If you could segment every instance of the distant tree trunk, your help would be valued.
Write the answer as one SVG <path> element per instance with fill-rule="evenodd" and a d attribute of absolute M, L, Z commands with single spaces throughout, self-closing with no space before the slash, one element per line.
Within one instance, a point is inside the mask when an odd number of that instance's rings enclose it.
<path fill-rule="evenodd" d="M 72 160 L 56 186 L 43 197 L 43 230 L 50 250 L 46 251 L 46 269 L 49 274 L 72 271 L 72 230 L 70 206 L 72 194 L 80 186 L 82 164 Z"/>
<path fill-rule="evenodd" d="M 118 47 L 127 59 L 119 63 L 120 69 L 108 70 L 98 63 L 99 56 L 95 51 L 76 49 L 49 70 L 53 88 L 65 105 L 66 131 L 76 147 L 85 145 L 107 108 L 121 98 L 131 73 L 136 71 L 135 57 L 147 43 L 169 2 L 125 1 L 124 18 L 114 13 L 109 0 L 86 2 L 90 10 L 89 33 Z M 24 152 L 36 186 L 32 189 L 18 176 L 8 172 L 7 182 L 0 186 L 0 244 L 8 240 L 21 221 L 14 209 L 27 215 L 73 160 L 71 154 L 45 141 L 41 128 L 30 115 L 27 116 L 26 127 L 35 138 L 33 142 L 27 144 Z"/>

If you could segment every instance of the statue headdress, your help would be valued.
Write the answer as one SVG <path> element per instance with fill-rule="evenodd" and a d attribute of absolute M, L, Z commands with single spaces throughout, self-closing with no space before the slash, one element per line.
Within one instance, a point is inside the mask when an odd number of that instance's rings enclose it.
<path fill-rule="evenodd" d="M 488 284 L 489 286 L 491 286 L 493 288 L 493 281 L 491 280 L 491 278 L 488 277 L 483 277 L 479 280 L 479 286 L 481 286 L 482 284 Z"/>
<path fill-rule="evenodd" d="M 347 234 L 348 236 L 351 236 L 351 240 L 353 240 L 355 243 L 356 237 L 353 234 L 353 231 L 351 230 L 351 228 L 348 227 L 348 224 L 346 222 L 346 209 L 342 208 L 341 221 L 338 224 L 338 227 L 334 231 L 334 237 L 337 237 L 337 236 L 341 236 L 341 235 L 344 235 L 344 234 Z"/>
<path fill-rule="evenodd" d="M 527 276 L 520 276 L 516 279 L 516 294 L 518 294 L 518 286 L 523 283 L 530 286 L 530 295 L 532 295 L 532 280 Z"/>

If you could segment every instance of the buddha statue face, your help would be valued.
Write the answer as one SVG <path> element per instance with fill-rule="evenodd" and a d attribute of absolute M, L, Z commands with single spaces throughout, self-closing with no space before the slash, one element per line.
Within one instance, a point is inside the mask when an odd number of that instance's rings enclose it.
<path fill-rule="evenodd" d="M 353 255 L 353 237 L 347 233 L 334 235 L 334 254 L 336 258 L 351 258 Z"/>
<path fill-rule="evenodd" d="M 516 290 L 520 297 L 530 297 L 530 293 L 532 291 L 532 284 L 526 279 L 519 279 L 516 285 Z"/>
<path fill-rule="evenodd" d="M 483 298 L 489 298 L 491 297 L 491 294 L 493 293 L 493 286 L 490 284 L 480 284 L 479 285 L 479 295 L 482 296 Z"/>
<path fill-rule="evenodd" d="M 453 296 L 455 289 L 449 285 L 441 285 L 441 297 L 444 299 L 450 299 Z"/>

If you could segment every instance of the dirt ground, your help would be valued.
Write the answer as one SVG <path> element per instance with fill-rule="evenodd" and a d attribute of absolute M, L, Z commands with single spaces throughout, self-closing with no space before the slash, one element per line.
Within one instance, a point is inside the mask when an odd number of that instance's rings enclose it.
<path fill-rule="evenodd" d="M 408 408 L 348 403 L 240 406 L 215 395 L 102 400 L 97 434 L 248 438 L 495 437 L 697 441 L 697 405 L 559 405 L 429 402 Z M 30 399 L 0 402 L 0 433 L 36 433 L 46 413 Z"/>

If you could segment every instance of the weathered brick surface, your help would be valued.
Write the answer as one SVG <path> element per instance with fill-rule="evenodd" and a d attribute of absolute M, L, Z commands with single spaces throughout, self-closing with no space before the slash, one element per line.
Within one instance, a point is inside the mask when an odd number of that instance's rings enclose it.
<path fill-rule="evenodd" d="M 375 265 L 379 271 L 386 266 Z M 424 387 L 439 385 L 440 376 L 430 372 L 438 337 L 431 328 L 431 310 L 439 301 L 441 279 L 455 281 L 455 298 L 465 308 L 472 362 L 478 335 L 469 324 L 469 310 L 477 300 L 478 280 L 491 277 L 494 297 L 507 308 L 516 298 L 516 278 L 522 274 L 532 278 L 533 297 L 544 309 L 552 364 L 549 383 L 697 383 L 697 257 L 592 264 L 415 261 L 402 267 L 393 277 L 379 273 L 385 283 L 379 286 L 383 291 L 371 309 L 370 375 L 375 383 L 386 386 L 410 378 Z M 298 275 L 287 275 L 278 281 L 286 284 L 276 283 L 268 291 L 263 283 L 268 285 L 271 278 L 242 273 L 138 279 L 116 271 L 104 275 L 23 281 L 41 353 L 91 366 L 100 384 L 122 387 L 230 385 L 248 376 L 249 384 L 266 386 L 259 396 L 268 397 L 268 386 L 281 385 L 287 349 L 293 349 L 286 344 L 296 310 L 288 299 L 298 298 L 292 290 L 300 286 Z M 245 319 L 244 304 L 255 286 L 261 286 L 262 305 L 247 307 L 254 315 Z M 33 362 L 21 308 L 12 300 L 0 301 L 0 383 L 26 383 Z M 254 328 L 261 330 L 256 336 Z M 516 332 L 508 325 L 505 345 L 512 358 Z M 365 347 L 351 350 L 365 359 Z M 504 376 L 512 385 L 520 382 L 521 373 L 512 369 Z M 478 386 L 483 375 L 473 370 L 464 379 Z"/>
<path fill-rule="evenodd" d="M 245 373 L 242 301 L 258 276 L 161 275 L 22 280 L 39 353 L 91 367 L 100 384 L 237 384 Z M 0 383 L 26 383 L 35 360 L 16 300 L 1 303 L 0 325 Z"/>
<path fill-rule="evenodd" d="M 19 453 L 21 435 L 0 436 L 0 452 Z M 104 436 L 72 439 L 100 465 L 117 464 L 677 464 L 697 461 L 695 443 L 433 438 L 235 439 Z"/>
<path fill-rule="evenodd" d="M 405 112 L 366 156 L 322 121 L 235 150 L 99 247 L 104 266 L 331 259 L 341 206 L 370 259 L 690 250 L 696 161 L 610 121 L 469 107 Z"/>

# Requirement:
Copy out all of the lines above, word for word and character for character.

# Answer to this task:
If you could segment every instance of the distant tree trunk, your help would be valued.
Write the answer as one SVG <path> element per instance with fill-rule="evenodd" and a d attribute of absolute M, L, Z commands with single spaces throughout, self-closing with no space before the slash, one element per line.
Within one instance, a point is inside the mask when an odd number of that instance's rings enclose it.
<path fill-rule="evenodd" d="M 72 160 L 56 186 L 43 197 L 43 230 L 50 250 L 46 251 L 46 269 L 49 274 L 72 271 L 72 230 L 70 206 L 72 194 L 80 186 L 82 164 Z"/>
<path fill-rule="evenodd" d="M 118 47 L 127 59 L 119 63 L 120 69 L 108 70 L 98 63 L 99 56 L 95 51 L 76 49 L 49 70 L 53 88 L 65 105 L 66 131 L 76 147 L 85 145 L 107 108 L 121 98 L 131 73 L 136 71 L 135 57 L 147 43 L 169 2 L 125 1 L 124 18 L 114 13 L 109 0 L 86 2 L 90 10 L 89 33 Z M 24 152 L 36 186 L 32 189 L 18 176 L 8 172 L 7 182 L 0 186 L 0 244 L 8 240 L 21 221 L 14 209 L 27 215 L 73 160 L 71 154 L 45 141 L 41 128 L 30 115 L 27 116 L 26 127 L 35 138 L 33 142 L 27 144 Z"/>

If you could segment every instance of the statue headdress, your help would be valued.
Write the answer as one SVG <path> element per instance with fill-rule="evenodd" and a d attribute of absolute M, L, Z commands with single spaces throughout, self-closing with no space before the slash, one element per line.
Within one instance, a point is inside the mask when an odd number of that instance's rings enclose it.
<path fill-rule="evenodd" d="M 488 284 L 489 286 L 491 286 L 493 288 L 493 281 L 491 280 L 491 278 L 488 277 L 483 277 L 479 280 L 479 286 L 481 286 L 482 284 Z"/>
<path fill-rule="evenodd" d="M 347 234 L 348 236 L 351 236 L 351 240 L 353 240 L 355 243 L 356 237 L 353 234 L 353 231 L 351 230 L 351 228 L 348 227 L 348 224 L 346 222 L 346 209 L 342 208 L 341 221 L 338 224 L 338 227 L 334 231 L 334 237 L 337 237 L 337 236 L 341 236 L 341 235 L 344 235 L 344 234 Z"/>
<path fill-rule="evenodd" d="M 527 276 L 520 276 L 516 279 L 516 294 L 518 294 L 518 286 L 523 283 L 530 286 L 530 295 L 532 295 L 532 280 Z"/>

If you could segment every instance of the buddha statue face, your help would be valued.
Write the answer as one SVG <path> element per instance with fill-rule="evenodd" and a d attribute of absolute M, L, Z commands with single spaces throughout, self-closing with no space before the slash, one element per line.
Within one instance, a point is inside the mask when an odd number of that instance's rings enclose it.
<path fill-rule="evenodd" d="M 353 255 L 353 237 L 347 233 L 334 235 L 334 254 L 336 258 L 351 258 Z"/>
<path fill-rule="evenodd" d="M 516 290 L 520 297 L 530 297 L 530 293 L 532 291 L 532 284 L 526 279 L 519 279 L 516 285 Z"/>
<path fill-rule="evenodd" d="M 483 298 L 489 298 L 491 297 L 491 294 L 493 293 L 493 286 L 490 284 L 480 284 L 479 285 L 479 295 L 482 296 Z"/>
<path fill-rule="evenodd" d="M 453 296 L 455 289 L 449 285 L 441 285 L 441 297 L 444 299 L 450 299 Z"/>

If you could segment every instance of the dirt ground, your help would be valued.
Write the answer as one SVG <path> element per instance with fill-rule="evenodd" and a d attribute of absolute M, L, Z commands with single spaces throughout, self-closing with no space before the slash, one element per line.
Within one instance, a point is inside the mask when an odd number of that instance's rings enclose it.
<path fill-rule="evenodd" d="M 408 408 L 348 403 L 240 406 L 215 395 L 102 400 L 97 434 L 248 438 L 495 437 L 697 441 L 697 405 L 559 405 L 429 402 Z M 30 399 L 0 402 L 0 433 L 36 433 L 46 413 Z"/>

If you could segment every instance of the weathered brick surface, your help would be valued.
Write the answer as one SVG <path> element per instance with fill-rule="evenodd" and a d attribute of absolute M, L, Z commands with single spaces throughout, self-closing with no space before the slash, one element per line.
Within one instance, a point is inside the mask when an odd number of that instance's rings enclose it.
<path fill-rule="evenodd" d="M 375 265 L 379 271 L 386 266 Z M 424 387 L 439 385 L 440 376 L 430 372 L 438 337 L 431 328 L 431 310 L 439 301 L 441 279 L 455 281 L 455 298 L 465 308 L 472 362 L 478 335 L 469 324 L 469 310 L 477 300 L 478 280 L 491 277 L 494 297 L 507 308 L 516 298 L 516 278 L 522 274 L 532 278 L 533 297 L 544 309 L 552 364 L 549 383 L 697 383 L 697 257 L 592 264 L 415 261 L 402 267 L 393 277 L 379 273 L 385 283 L 379 286 L 383 291 L 371 309 L 370 375 L 375 383 L 386 386 L 410 378 Z M 298 275 L 287 275 L 278 281 L 286 284 L 276 283 L 268 291 L 263 283 L 268 285 L 271 278 L 242 273 L 138 279 L 116 271 L 104 275 L 23 281 L 41 353 L 91 366 L 100 384 L 122 387 L 230 385 L 248 376 L 249 384 L 266 386 L 259 396 L 268 397 L 268 386 L 281 385 L 287 349 L 293 349 L 286 344 L 296 310 L 288 299 L 298 298 L 292 290 L 300 286 Z M 245 319 L 244 304 L 255 286 L 261 286 L 262 305 L 247 307 L 254 315 Z M 33 362 L 21 308 L 12 300 L 0 301 L 0 383 L 26 383 Z M 254 328 L 261 330 L 256 336 Z M 516 332 L 508 325 L 505 345 L 512 358 Z M 365 347 L 351 350 L 365 359 Z M 504 376 L 512 385 L 520 382 L 521 373 L 512 369 Z M 478 386 L 483 375 L 473 370 L 464 379 Z"/>
<path fill-rule="evenodd" d="M 245 373 L 242 301 L 258 276 L 161 275 L 22 280 L 39 353 L 91 367 L 100 384 L 237 384 Z M 0 383 L 26 383 L 35 360 L 16 300 L 1 303 L 0 325 Z"/>
<path fill-rule="evenodd" d="M 19 453 L 21 435 L 0 436 L 0 452 Z M 104 436 L 72 439 L 100 465 L 117 464 L 677 464 L 697 461 L 695 443 L 433 438 L 235 439 Z"/>
<path fill-rule="evenodd" d="M 405 112 L 366 156 L 322 121 L 235 150 L 99 247 L 104 266 L 331 259 L 341 206 L 370 259 L 690 250 L 696 161 L 610 121 L 469 107 Z"/>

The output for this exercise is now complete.